TASK STATEMENT →
Reproduce every entry exactly, without alteration.

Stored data
★ ★ ★ ★ ★ ★ ★

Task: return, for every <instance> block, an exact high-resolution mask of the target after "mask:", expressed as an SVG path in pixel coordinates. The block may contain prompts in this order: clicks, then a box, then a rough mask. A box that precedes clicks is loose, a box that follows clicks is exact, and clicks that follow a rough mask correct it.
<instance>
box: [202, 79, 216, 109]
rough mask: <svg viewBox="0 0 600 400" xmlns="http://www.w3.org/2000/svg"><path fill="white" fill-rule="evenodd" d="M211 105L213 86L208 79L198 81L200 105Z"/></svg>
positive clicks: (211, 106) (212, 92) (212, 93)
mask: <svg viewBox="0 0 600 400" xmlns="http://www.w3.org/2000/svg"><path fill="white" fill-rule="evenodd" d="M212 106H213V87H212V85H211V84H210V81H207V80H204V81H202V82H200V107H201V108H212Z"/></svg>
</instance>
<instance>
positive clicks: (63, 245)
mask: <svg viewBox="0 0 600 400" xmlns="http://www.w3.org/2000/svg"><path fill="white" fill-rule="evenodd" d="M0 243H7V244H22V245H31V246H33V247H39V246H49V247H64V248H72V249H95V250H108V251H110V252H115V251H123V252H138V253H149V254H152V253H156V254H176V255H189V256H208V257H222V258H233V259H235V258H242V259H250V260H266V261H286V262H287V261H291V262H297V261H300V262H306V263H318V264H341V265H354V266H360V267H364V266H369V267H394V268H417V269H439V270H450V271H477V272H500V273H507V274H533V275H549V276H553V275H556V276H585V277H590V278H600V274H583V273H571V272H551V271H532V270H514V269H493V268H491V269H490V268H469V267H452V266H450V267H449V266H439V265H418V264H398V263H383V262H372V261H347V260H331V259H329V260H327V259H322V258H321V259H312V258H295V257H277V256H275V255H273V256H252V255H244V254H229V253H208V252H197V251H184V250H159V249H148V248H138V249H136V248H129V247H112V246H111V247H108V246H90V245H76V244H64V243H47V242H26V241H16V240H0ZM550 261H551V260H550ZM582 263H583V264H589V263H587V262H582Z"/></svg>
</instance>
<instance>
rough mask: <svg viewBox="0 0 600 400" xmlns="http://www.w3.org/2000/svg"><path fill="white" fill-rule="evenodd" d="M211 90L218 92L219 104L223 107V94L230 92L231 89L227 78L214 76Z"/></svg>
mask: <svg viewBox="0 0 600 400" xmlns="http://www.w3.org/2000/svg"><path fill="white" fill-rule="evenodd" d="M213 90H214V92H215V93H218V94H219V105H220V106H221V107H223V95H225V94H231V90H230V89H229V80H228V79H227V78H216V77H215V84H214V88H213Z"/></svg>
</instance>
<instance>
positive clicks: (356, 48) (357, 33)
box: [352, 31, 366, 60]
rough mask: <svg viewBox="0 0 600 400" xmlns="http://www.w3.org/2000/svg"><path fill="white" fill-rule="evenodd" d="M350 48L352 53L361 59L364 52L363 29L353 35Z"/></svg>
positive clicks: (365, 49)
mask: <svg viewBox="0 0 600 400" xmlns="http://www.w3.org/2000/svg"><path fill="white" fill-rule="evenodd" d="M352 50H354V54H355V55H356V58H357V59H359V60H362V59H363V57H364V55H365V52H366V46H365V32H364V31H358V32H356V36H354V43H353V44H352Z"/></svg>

★ ★ ★ ★ ★ ★ ★

YOUR RESPONSE →
Task: return, for every <instance> block, an exact high-resolution mask of the target after "mask:", expressed as an SVG path in pixel coordinates. The block may contain prompts in this order: clicks, then a box, then a rough mask. A box that precedes clicks is loose, a box that follows clicks is exact, and clicks that follow a rough mask correct it.
<instance>
box: [202, 79, 216, 109]
rough mask: <svg viewBox="0 0 600 400" xmlns="http://www.w3.org/2000/svg"><path fill="white" fill-rule="evenodd" d="M211 105L213 86L208 79L198 81L200 105Z"/></svg>
positive clicks: (211, 106) (212, 92) (212, 93)
mask: <svg viewBox="0 0 600 400" xmlns="http://www.w3.org/2000/svg"><path fill="white" fill-rule="evenodd" d="M212 106H213V87H212V85H211V84H210V81H207V80H204V81H202V82H200V107H201V108H212Z"/></svg>
</instance>
<instance>
positive clicks: (63, 245)
mask: <svg viewBox="0 0 600 400" xmlns="http://www.w3.org/2000/svg"><path fill="white" fill-rule="evenodd" d="M0 243H7V244H22V245H31V246H33V247H39V246H49V247H64V248H72V249H95V250H108V251H110V252H115V251H123V252H138V253H149V254H152V253H156V254H176V255H189V256H208V257H222V258H233V259H235V258H242V259H250V260H266V261H286V262H287V261H291V262H297V261H300V262H306V263H318V264H341V265H354V266H360V267H364V266H369V267H394V268H417V269H439V270H450V271H477V272H500V273H507V274H533V275H549V276H553V275H556V276H585V277H590V278H600V274H583V273H571V272H551V271H532V270H514V269H493V268H491V269H490V268H469V267H452V266H450V267H449V266H439V265H418V264H398V263H383V262H372V261H347V260H331V259H329V260H327V259H322V258H321V259H312V258H295V257H277V256H275V255H273V256H252V255H244V254H229V253H208V252H197V251H184V250H159V249H148V248H138V249H136V248H129V247H112V246H111V247H108V246H90V245H76V244H64V243H47V242H26V241H16V240H0ZM550 261H551V260H550ZM582 263H583V264H589V263H587V262H582Z"/></svg>
</instance>
<instance>
rough mask: <svg viewBox="0 0 600 400" xmlns="http://www.w3.org/2000/svg"><path fill="white" fill-rule="evenodd" d="M211 90L218 92L219 104L223 107V94L230 92L231 89L227 78L214 76Z"/></svg>
mask: <svg viewBox="0 0 600 400" xmlns="http://www.w3.org/2000/svg"><path fill="white" fill-rule="evenodd" d="M213 90H214V92H215V93H218V94H219V105H220V106H221V107H223V95H225V94H231V90H230V89H229V80H228V79H227V78H216V77H215V84H214V88H213Z"/></svg>
</instance>
<instance>
positive clicks: (356, 48) (357, 33)
box: [352, 31, 366, 60]
rough mask: <svg viewBox="0 0 600 400" xmlns="http://www.w3.org/2000/svg"><path fill="white" fill-rule="evenodd" d="M350 48L352 53L361 59L364 52L363 29L353 35Z"/></svg>
positive clicks: (365, 49)
mask: <svg viewBox="0 0 600 400" xmlns="http://www.w3.org/2000/svg"><path fill="white" fill-rule="evenodd" d="M352 50H354V54H355V55H356V58H357V59H359V60H362V59H363V57H364V55H365V52H366V46H365V32H364V31H358V32H356V36H354V43H353V44H352Z"/></svg>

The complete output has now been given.